*TASK PROMPT*: Repeat the records below exactly as they appear, leaving out any pictures.

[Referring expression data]
_ _ _

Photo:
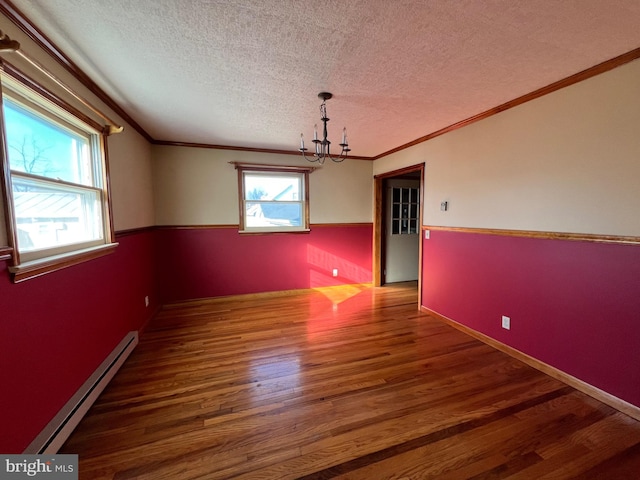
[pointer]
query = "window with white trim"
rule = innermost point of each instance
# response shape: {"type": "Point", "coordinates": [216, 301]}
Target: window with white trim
{"type": "Point", "coordinates": [56, 184]}
{"type": "Point", "coordinates": [273, 199]}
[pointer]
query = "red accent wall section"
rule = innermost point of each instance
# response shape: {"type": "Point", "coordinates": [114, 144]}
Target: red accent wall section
{"type": "Point", "coordinates": [573, 305]}
{"type": "Point", "coordinates": [211, 262]}
{"type": "Point", "coordinates": [56, 329]}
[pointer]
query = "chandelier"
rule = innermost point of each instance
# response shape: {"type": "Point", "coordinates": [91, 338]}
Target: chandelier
{"type": "Point", "coordinates": [322, 147]}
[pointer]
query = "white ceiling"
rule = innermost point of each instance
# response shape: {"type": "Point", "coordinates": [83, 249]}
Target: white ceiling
{"type": "Point", "coordinates": [247, 72]}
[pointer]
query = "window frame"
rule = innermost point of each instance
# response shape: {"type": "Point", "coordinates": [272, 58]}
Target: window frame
{"type": "Point", "coordinates": [302, 172]}
{"type": "Point", "coordinates": [27, 93]}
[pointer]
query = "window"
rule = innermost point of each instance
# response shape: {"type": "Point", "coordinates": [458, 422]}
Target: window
{"type": "Point", "coordinates": [404, 211]}
{"type": "Point", "coordinates": [55, 170]}
{"type": "Point", "coordinates": [273, 199]}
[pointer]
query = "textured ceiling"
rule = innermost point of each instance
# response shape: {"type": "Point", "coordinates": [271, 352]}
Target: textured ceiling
{"type": "Point", "coordinates": [247, 72]}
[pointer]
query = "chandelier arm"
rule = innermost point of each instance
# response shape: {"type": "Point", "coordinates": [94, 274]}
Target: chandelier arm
{"type": "Point", "coordinates": [323, 147]}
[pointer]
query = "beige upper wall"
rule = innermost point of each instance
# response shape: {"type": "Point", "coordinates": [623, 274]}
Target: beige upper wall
{"type": "Point", "coordinates": [129, 153]}
{"type": "Point", "coordinates": [198, 186]}
{"type": "Point", "coordinates": [565, 162]}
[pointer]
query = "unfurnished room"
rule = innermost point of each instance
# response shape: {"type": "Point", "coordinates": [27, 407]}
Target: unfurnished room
{"type": "Point", "coordinates": [281, 239]}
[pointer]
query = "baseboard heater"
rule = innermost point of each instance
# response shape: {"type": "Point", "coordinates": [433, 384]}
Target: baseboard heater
{"type": "Point", "coordinates": [60, 427]}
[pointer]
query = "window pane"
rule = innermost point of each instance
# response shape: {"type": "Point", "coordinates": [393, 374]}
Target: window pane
{"type": "Point", "coordinates": [396, 210]}
{"type": "Point", "coordinates": [50, 215]}
{"type": "Point", "coordinates": [275, 188]}
{"type": "Point", "coordinates": [38, 146]}
{"type": "Point", "coordinates": [273, 214]}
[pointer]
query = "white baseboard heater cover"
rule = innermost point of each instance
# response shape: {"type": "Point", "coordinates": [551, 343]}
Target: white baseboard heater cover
{"type": "Point", "coordinates": [60, 427]}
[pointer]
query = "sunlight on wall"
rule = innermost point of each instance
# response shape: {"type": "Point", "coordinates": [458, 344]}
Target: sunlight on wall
{"type": "Point", "coordinates": [322, 263]}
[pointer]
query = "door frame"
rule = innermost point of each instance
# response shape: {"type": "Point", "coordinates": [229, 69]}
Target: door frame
{"type": "Point", "coordinates": [380, 223]}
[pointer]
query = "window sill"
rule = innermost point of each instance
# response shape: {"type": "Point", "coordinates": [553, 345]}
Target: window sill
{"type": "Point", "coordinates": [36, 268]}
{"type": "Point", "coordinates": [272, 230]}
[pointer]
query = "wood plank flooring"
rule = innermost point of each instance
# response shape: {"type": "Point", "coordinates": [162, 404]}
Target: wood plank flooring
{"type": "Point", "coordinates": [347, 382]}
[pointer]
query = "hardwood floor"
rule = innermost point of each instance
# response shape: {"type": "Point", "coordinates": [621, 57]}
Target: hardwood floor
{"type": "Point", "coordinates": [350, 383]}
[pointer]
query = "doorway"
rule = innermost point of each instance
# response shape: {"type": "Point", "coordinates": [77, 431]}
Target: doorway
{"type": "Point", "coordinates": [397, 255]}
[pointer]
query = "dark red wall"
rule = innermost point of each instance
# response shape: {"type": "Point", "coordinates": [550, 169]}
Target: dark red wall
{"type": "Point", "coordinates": [573, 305]}
{"type": "Point", "coordinates": [211, 262]}
{"type": "Point", "coordinates": [55, 330]}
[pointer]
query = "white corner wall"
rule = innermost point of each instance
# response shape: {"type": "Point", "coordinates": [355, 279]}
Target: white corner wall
{"type": "Point", "coordinates": [129, 153]}
{"type": "Point", "coordinates": [565, 162]}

_ _ _

*EXERCISE RESPONSE*:
Photo:
[pointer]
query = "window with white trim"
rule = innermost point of each instance
# response shape: {"type": "Point", "coordinates": [216, 301]}
Target: window with white trim
{"type": "Point", "coordinates": [56, 184]}
{"type": "Point", "coordinates": [273, 199]}
[pointer]
query = "red accent wall section"
rule = innermost point of each instance
# response shape: {"type": "Point", "coordinates": [114, 144]}
Target: red accent wall section
{"type": "Point", "coordinates": [573, 305]}
{"type": "Point", "coordinates": [211, 262]}
{"type": "Point", "coordinates": [56, 329]}
[pointer]
query = "chandelier"
rule = innermost point of each instance
# response shape: {"type": "Point", "coordinates": [91, 338]}
Target: chandelier
{"type": "Point", "coordinates": [322, 147]}
[pointer]
query = "white ceiling"
rule = innermost point of each instance
# response shape: {"type": "Point", "coordinates": [83, 249]}
Target: white ceiling
{"type": "Point", "coordinates": [247, 72]}
[pointer]
query = "window frame"
rule = innermost point of each instance
# response shape: {"type": "Point", "coordinates": [272, 58]}
Target: window frame
{"type": "Point", "coordinates": [302, 172]}
{"type": "Point", "coordinates": [27, 93]}
[pointer]
query = "window"
rule = innermost point of each instance
# response shape: {"type": "Point", "coordinates": [458, 422]}
Target: window
{"type": "Point", "coordinates": [404, 211]}
{"type": "Point", "coordinates": [55, 170]}
{"type": "Point", "coordinates": [273, 199]}
[pointer]
query = "textured ceiling"
rule = innermost point of each instance
# response shape: {"type": "Point", "coordinates": [271, 352]}
Target: textured ceiling
{"type": "Point", "coordinates": [247, 72]}
[pointer]
query = "chandelier arm"
rule = innermost point of each instance
# response shape: {"type": "Point", "coordinates": [94, 274]}
Target: chandelier arm
{"type": "Point", "coordinates": [323, 147]}
[pointer]
query = "beige upper wall"
rule = innermost point of each instance
# response shape: {"type": "Point", "coordinates": [623, 274]}
Target: beige upper wall
{"type": "Point", "coordinates": [129, 153]}
{"type": "Point", "coordinates": [198, 186]}
{"type": "Point", "coordinates": [565, 162]}
[pointer]
query = "unfurnished room"
rule = innermost point of each instance
# response shape: {"type": "Point", "coordinates": [27, 407]}
Target: unfurnished room
{"type": "Point", "coordinates": [281, 239]}
[pointer]
query = "baseboard heater"
rule = innermost point of each instance
# response shape: {"type": "Point", "coordinates": [433, 384]}
Target: baseboard heater
{"type": "Point", "coordinates": [60, 427]}
[pointer]
query = "window pane"
rule = innermost point of each instance
# response shape: {"type": "Point", "coordinates": [393, 374]}
Target: window pane
{"type": "Point", "coordinates": [396, 210]}
{"type": "Point", "coordinates": [50, 215]}
{"type": "Point", "coordinates": [275, 188]}
{"type": "Point", "coordinates": [38, 146]}
{"type": "Point", "coordinates": [273, 214]}
[pointer]
query = "white baseboard heater cover"
rule = innermost point of each instance
# response shape: {"type": "Point", "coordinates": [551, 343]}
Target: white baseboard heater cover
{"type": "Point", "coordinates": [60, 427]}
[pointer]
query = "sunlight on wall"
rule = innermost point of each instance
# response shape: {"type": "Point", "coordinates": [458, 344]}
Target: sunlight on wall
{"type": "Point", "coordinates": [322, 263]}
[pointer]
query = "door frame"
rule = innermost point of each instance
# response shape: {"type": "Point", "coordinates": [229, 69]}
Target: door frame
{"type": "Point", "coordinates": [380, 223]}
[pointer]
query = "window sill"
rule = innermost point of each instance
# response shape: {"type": "Point", "coordinates": [553, 345]}
Target: window sill
{"type": "Point", "coordinates": [36, 268]}
{"type": "Point", "coordinates": [272, 230]}
[pointer]
query = "wood plank flooring"
rule = innermost point of each instance
# response shape: {"type": "Point", "coordinates": [162, 404]}
Target: wood plank flooring
{"type": "Point", "coordinates": [347, 382]}
[pointer]
query = "hardwood floor"
rule = innermost point of each instance
# response shape: {"type": "Point", "coordinates": [621, 57]}
Target: hardwood floor
{"type": "Point", "coordinates": [350, 383]}
[pointer]
query = "doorway"
rule = innermost point of each instance
# response shape: {"type": "Point", "coordinates": [77, 431]}
Target: doorway
{"type": "Point", "coordinates": [397, 255]}
[pointer]
query = "dark red wall"
rule = innermost point of each instance
# response shape: {"type": "Point", "coordinates": [550, 169]}
Target: dark red wall
{"type": "Point", "coordinates": [573, 305]}
{"type": "Point", "coordinates": [211, 262]}
{"type": "Point", "coordinates": [55, 330]}
[pointer]
query = "white corner wall"
rule = innermost point of each instance
# response shape: {"type": "Point", "coordinates": [355, 279]}
Target: white corner wall
{"type": "Point", "coordinates": [129, 153]}
{"type": "Point", "coordinates": [565, 162]}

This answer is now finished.